◆ RAW RECORDS
+++++

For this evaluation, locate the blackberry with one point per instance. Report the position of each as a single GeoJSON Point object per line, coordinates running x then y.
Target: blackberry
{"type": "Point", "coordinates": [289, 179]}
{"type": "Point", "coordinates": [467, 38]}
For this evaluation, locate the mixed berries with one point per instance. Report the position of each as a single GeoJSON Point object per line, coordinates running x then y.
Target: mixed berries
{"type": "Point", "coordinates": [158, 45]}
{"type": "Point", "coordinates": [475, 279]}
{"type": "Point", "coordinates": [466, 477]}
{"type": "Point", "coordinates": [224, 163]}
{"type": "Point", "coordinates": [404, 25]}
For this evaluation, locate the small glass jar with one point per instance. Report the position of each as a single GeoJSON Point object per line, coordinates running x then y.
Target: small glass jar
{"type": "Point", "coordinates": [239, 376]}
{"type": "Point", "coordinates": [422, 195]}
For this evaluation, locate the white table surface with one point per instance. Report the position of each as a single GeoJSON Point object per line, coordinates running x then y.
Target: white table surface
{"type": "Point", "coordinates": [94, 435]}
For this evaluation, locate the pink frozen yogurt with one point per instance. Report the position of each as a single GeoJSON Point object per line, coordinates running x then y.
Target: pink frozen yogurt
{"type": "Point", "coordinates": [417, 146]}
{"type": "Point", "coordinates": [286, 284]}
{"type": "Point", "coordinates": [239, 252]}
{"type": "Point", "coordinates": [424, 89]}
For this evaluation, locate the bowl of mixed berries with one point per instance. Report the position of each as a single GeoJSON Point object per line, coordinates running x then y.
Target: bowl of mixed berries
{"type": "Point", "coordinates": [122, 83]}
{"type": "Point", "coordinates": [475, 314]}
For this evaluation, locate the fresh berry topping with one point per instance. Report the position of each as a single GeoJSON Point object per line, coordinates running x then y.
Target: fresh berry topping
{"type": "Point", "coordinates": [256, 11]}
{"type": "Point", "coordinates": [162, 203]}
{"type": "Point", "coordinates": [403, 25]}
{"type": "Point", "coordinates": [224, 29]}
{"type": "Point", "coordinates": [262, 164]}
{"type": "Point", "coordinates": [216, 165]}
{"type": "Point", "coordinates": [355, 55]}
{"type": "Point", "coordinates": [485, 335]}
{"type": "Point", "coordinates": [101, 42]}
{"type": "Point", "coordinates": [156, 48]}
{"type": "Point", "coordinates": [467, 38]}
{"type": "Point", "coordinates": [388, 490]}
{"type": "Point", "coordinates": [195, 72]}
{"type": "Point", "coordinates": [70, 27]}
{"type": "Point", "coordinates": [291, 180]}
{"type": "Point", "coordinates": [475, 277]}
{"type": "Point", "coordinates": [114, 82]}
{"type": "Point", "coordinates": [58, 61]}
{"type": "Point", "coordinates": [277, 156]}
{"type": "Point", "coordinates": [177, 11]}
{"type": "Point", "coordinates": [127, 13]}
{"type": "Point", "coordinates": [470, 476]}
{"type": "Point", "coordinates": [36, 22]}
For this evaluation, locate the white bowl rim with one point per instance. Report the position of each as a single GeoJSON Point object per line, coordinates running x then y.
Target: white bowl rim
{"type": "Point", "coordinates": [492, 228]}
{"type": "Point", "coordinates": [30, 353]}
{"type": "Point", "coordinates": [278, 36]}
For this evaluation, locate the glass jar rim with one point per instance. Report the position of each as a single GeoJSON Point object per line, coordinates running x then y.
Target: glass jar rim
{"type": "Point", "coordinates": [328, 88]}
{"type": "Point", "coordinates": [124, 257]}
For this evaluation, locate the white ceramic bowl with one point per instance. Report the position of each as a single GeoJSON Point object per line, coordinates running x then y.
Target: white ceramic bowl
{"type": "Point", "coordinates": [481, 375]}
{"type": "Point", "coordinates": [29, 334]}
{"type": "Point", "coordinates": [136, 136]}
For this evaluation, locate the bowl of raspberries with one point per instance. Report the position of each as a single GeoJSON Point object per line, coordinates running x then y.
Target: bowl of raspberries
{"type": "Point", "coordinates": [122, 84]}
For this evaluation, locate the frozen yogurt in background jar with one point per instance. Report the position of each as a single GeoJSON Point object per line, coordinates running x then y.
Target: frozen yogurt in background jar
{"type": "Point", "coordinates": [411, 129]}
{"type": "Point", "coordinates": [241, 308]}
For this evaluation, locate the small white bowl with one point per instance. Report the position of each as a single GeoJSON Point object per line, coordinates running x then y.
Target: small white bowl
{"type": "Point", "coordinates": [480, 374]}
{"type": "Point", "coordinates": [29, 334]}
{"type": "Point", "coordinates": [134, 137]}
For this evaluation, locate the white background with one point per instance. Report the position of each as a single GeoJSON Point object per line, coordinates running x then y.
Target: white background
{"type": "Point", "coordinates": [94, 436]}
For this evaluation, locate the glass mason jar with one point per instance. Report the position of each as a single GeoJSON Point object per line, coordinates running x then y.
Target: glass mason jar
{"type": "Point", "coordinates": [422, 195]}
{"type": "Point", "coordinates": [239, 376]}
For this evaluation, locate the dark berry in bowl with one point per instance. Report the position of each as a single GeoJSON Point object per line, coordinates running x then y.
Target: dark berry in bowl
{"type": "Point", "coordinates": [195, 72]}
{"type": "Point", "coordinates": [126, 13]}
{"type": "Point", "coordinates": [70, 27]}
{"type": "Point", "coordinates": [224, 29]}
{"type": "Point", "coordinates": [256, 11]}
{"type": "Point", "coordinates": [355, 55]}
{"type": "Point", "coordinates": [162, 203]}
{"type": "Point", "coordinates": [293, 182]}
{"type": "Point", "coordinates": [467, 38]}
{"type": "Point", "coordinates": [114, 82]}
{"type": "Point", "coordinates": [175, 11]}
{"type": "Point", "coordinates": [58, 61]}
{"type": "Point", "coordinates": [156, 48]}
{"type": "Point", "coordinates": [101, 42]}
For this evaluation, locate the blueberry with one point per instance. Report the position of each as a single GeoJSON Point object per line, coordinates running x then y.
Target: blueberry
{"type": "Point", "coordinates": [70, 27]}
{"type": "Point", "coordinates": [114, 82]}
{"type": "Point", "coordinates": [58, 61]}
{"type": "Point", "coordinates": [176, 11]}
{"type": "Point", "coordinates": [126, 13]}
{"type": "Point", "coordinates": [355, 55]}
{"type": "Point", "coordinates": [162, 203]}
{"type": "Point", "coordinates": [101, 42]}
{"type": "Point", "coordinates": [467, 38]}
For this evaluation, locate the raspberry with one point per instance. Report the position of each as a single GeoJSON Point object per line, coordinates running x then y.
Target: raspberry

+++++

◆ PROBLEM DETAILS
Find the line containing "For this evaluation, locate the glass mason", then output it and every line after it to the end of the data, exactly.

◆ ANSWER TO THE PROBLEM
For this evaluation, locate the glass mason jar with one point per instance. Report the position of each as a single GeoJSON Point object per line, coordinates running x then y.
Target: glass mason jar
{"type": "Point", "coordinates": [422, 195]}
{"type": "Point", "coordinates": [239, 376]}
For this evaluation, locate the dark berry in bowl with one point per instance. Report the position of each as a single GeoJSON Point object per line, coordinates running x then y.
Target: dark berry in bowl
{"type": "Point", "coordinates": [195, 72]}
{"type": "Point", "coordinates": [126, 13]}
{"type": "Point", "coordinates": [70, 27]}
{"type": "Point", "coordinates": [224, 29]}
{"type": "Point", "coordinates": [256, 11]}
{"type": "Point", "coordinates": [355, 55]}
{"type": "Point", "coordinates": [162, 203]}
{"type": "Point", "coordinates": [293, 182]}
{"type": "Point", "coordinates": [467, 38]}
{"type": "Point", "coordinates": [114, 82]}
{"type": "Point", "coordinates": [175, 11]}
{"type": "Point", "coordinates": [58, 61]}
{"type": "Point", "coordinates": [156, 48]}
{"type": "Point", "coordinates": [101, 42]}
For this evaluation, locate the blueberry with one point per instance. Report the position of each as a single GeoJSON Point object per line, coordinates running x then y.
Target: blueberry
{"type": "Point", "coordinates": [70, 27]}
{"type": "Point", "coordinates": [114, 82]}
{"type": "Point", "coordinates": [58, 61]}
{"type": "Point", "coordinates": [176, 11]}
{"type": "Point", "coordinates": [126, 13]}
{"type": "Point", "coordinates": [355, 55]}
{"type": "Point", "coordinates": [162, 203]}
{"type": "Point", "coordinates": [101, 42]}
{"type": "Point", "coordinates": [467, 38]}
For this evaluation, locate the raspberry with one point per instance. Report the position of each as a single GeoJSON Point object per line, coordinates running x then y.
Target: raspberry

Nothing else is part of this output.